Hurricane Isbell was the final hurricane to affect the United States during the 1964 season. The eleventh tropical storm and sixth hurricane of the season, Isbell developed from a dissipating cold front in the southwestern Caribbean on October 8. The depression initially remained disorganized as it track northwestward, but strengthened into Tropical Storm Isbell on October 13. Re-curving northeastward, Isbell quickly strengthened further and reached hurricane status by later that day. Late on October 13, Isbell made landfall in the Pinar del Río Province of Cuba. The storm continued strengthening and peaked as a Category 3 hurricane on the following day. Isbell moved northeastward and made landfall near Everglades, Florida, late on October 14. After reaching the Atlantic on the following day, the storm began to weaken. Isbell turned northward and continued weakening, before transitioning to an extratropical cyclone while located just offshore eastern North Carolina on October 16.

SUPPLIED MATERIAL:
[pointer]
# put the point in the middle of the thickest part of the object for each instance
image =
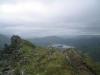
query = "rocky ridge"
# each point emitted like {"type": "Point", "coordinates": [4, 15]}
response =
{"type": "Point", "coordinates": [24, 58]}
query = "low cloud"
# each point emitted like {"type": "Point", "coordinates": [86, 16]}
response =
{"type": "Point", "coordinates": [35, 18]}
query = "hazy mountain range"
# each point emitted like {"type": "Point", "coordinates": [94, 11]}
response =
{"type": "Point", "coordinates": [22, 57]}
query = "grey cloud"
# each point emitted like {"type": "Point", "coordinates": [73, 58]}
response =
{"type": "Point", "coordinates": [61, 17]}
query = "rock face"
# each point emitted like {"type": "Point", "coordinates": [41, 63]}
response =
{"type": "Point", "coordinates": [24, 58]}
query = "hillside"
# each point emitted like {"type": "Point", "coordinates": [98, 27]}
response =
{"type": "Point", "coordinates": [47, 40]}
{"type": "Point", "coordinates": [4, 39]}
{"type": "Point", "coordinates": [24, 58]}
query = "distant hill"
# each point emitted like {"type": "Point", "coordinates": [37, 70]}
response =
{"type": "Point", "coordinates": [22, 57]}
{"type": "Point", "coordinates": [4, 39]}
{"type": "Point", "coordinates": [47, 40]}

TASK LIST:
(A) From the listing, pull out every line containing the string "query" and copy those lines.
(B) Pick up the Hurricane Isbell passage after its final sentence and write what comes next.

ANSWERS FOR THIS EXERCISE:
(A)
query = "rocky ridge"
query = "low cloud"
query = "hazy mountain range"
query = "grey cloud"
query = "rock face"
query = "hillside"
query = "distant hill"

(B)
The storm produced strong winds throughout western Cuba. Hundreds of homes were destroyed, as were several tobacco warehouses. There was at least $20 million in damage and four deaths in Cuba, three of them caused by collapsing houses in the Guane area. Several tornadoes in Florida caused significant damage. Throughout the state, 1 house was destroyed, 33 were severely damaged, and 631 suffered minor impact. Additionally, 66 trailers were destroyed and 88 were inflicted with major damage. Three deaths occurred in the state, one due to a heart attack and two from drowning in Florida Keys when their shrimp boat sank. Because the storm weakened considerably, impact in North Carolina was generally minor. The storm also spawned at least nine tornadoes in the state, which demolished trailers and unroofed homes and other buildings in several communities. Damage throughout the United States totaled $10 million.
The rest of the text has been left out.